## EXERCICES PROPOSÉS
a – Recopiez le passage de l'extrait sur la rupture du contrat de collaboration, de « Il en ressort » à « mois à l'avance. ».
b – D'après l'extrait sur la rupture du contrat de collaboration, de quels faits les juges du fond estiment-ils que Mme A. ne peut pas justifier ? Énumérez-les tous.
c – Selon l'extrait sur la rupture du contrat de collaboration, quelle durée maximale le délai de prévenance ne peut-il pas excéder ?

Cette sentence a été déférée à la cour d'appel par la collaboratrice, dont les demandes étaient plus importantes, notamment au titre de la perte des gains professionnels actuels, de la perte des gains professionnels futurs, de la perte de chance, des frais de reclassement professionnel, formation, changement de poste, du manque à gagner de la rente retraite capitalisée et la publication de l'arrêt à venir dans cinq journaux de son choix au frais de la Partnership D.. Faisant une interprétation stricte des textes applicables et notamment l'article 14.4.1 du règlement intérieur du barreau de Paris (2), la cour d'appel a considéré comme satisfaisantes, les conditions de la rupture du contrat de collaboration litigieux. Les juges du fond ont retenu, au regard des circonstances de l'espèce, que Mme A. ne peut "justifier ni d'une rupture brutale de son contrat de collaboration, ni du non- respect par la Partnership D. d'un engagement de la faire accéder au statut d'associé, ni même de l'avoir maintenue dans l'illusion qu'elle serait promue". En conséquence, la sentence du Bâtonnier de Paris est infirmée et la collaboratrice déboutée de la totalité de ses demandes.
Il en ressort que la rupture ne peut être regardée comme brutale dès lors qu'un délai de prévenance conforme à la présence du collaborateur a été observé (I) et le non-respect d'une promesse d'association illusoire n'est pas constitutif d'abus (II).
I - Respect du délai de prévenance, condition de régularité de la rupture du contrat de collaboration libérale
Aux termes de l'article 14.4.1 du RIBP, relatif à la rupture du contrat de collaboration libéral et au délai de prévenance : "sous réserve des dispositions relatives à la rupture du contrat en cas de paternité et sauf meilleur accord des parties, chaque cocontractant peut mettre fin au contrat de collaboration en avisant l'autre au moins trois mois à l'avance.
Ce délai est augmenté d'un mois par année au-delà de trois ans de présence sans qu'il puisse excéder six mois. Ces délais n'ont pas à être observés en cas de manquement grave aux règles professionnelles [...]".
Il en résulte que les parties à un contrat de collaboration libérale disposent d'une faculté d'y mettre un terme à tout moment, sans avoir à justifier d'un motif de rupture. La seule condition à la régularité d'une telle rupture est l'observation d'un délai de prévenance de trois mois et plus, en fonction de la présence du collaborateur dans la structure. La charge de ce délai de prévenance pèse sur la partie à l'initiative de la rupture. Aussi, excepté l'hypothèse où elle justifie d'un manquement grave aux règles professionnelles, la partie qui prend l'initiative de la rupture est tenue de laisser à l'autre un délai de prévenance. La rupture du contrat de collaboration ne peut alors prendre effet qu'à l'expiration dudit délai. La cour d'appel de Pau l'a rappelé dans un arrêt du 24 juin 2013 (3).

## LISTE DES ENREGISTREMENTS
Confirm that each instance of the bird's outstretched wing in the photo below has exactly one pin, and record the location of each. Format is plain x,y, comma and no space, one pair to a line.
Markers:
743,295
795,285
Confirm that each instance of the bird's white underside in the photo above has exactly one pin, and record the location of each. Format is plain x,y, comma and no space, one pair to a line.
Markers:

## RÉPONSES COMPLÈTES
a –
Il en ressort que la rupture ne peut être regardée comme brutale dès lors qu'un délai de prévenance conforme à la présence du collaborateur a été observé (I) et le non-respect d'une promesse d'association illusoire n'est pas constitutif d'abus (II).
I - Respect du délai de prévenance, condition de régularité de la rupture du contrat de collaboration libérale
Aux termes de l'article 14.4.1 du RIBP, relatif à la rupture du contrat de collaboration libéral et au délai de prévenance : "sous réserve des dispositions relatives à la rupture du contrat en cas de paternité et sauf meilleur accord des parties, chaque cocontractant peut mettre fin au contrat de collaboration en avisant l'autre au moins trois mois à l'avance.

b –
- une rupture brutale de son contrat de collaboration
- le non-respect par la Partnership D. d'un engagement de la faire accéder au statut d'associé
- le fait de l'avoir maintenue dans l'illusion qu'elle serait promue

c – Six mois.